Reading passage:
━━━━━━━━

Seen individually, the buildings are more varied than you might expect.
Some buildings are a handy reminder of how the city must have looked in its grimmer Soviet days.
Others have been fixed up.
The Romans called the region Lower Pannonia. Starting in the first century, the Prima Adjutrix legion was stationed here, in the place the Romans called Aquincum. Eventually the Germans moved in and stayed until the arrival of the Mongols in 1241. Fast forward past that chaos and the later Ottoman interval and lo! Baedeker in 1911 recommends the Pannonia Hotel. It's no longer in business.
Here's something else that's unusual along the same street. It's part of the Rokus Hospital, begun in the 1710s as a plague hospital.
The Ervin Metropolitan Library, 1904, was named for its first director, Ervin Szabo. What! Not for a donor!
Here we are, last stop before the bridge. Opened in 1900, the bridge made this prime property, which is why Klotild Maria Amalia, a grand duchess, bought the land in 1899 and asked two architects, Korb Floris and Giergl Kalman, to build a pair of palaces. They complied, thoughtfully naming the place the Klotild Palace and putting ducal crowns up top. The buildings in 2011 were under renovation by an Italian firm transforming them into a combination of retail spaces, offices, and residences.
A more unusual building is next door. It's the Parisian Arcade (Parisi Udvar), completed in 1913 and the work of Henrik Schmahl, a stonemason.

━━━━━━━━

Extracted records:

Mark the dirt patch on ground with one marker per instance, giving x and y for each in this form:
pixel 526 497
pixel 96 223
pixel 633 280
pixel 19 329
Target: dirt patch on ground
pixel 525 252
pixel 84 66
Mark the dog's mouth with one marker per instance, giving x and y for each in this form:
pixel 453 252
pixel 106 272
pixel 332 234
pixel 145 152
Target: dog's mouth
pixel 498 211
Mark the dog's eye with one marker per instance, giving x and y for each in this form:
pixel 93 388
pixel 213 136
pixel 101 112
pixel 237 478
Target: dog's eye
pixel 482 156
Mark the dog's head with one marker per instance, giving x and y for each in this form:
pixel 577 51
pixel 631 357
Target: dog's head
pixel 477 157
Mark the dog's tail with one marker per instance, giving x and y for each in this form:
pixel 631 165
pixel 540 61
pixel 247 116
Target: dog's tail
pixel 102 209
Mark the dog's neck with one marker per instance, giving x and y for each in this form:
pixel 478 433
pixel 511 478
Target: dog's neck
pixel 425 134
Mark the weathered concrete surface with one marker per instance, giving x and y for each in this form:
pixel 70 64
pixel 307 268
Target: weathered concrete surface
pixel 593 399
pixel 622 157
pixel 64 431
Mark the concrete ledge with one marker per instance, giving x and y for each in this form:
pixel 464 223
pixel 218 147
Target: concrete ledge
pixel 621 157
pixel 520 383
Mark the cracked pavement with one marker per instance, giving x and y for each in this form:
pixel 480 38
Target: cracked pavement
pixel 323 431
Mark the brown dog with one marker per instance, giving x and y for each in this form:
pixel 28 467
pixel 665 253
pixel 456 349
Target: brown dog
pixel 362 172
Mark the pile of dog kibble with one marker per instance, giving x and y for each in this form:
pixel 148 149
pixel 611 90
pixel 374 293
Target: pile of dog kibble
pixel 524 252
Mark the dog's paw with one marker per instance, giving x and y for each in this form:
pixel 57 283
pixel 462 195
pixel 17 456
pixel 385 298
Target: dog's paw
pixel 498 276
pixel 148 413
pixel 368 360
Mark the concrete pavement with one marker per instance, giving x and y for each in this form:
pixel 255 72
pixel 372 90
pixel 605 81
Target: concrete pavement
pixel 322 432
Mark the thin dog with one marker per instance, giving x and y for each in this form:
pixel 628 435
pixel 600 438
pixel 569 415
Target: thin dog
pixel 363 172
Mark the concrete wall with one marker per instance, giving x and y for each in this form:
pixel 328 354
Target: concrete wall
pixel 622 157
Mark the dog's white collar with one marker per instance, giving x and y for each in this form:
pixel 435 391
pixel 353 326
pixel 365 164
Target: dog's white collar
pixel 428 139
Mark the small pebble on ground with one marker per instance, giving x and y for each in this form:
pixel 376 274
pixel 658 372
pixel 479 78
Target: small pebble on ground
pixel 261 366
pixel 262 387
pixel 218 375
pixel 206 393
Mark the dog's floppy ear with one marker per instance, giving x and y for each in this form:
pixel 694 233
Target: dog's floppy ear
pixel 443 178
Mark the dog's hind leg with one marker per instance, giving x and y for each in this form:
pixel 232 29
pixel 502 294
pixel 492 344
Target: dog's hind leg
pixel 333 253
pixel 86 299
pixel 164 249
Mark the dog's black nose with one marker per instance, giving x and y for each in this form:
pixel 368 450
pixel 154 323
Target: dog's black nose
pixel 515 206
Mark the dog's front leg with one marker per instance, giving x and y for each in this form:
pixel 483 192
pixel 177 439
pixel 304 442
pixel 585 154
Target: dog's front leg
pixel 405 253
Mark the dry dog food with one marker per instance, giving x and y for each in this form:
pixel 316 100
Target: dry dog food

━━━━━━━━

Actions to take:
1. From the city buildings passage, list every building it calls by a proper name.
2. Please answer these from the city buildings passage:
(a) In what year did the Mongols arrive?
(b) What was the Rokus Hospital begun as?
(c) Who was responsible for the Parisian Arcade?
3. Copy the stretch of the city buildings passage from "Others have been" through "for a donor!".

Task solutions:
1.
Pannonia Hotel
Rokus Hospital
Ervin Metropolitan Library
Klotild Palace
Parisian Arcade (Parisi Udvar)

2.
(a) 1241
(b) A plague hospital
(c) Henrik Schmahl, a stonemason

3.
Others have been fixed up.
The Romans called the region Lower Pannonia. Starting in the first century, the Prima Adjutrix legion was stationed here, in the place the Romans called Aquincum. Eventually the Germans moved in and stayed until the arrival of the Mongols in 1241. Fast forward past that chaos and the later Ottoman interval and lo! Baedeker in 1911 recommends the Pannonia Hotel. It's no longer in business.
Here's something else that's unusual along the same street. It's part of the Rokus Hospital, begun in the 1710s as a plague hospital.
The Ervin Metropolitan Library, 1904, was named for its first director, Ervin Szabo. What! Not for a donor!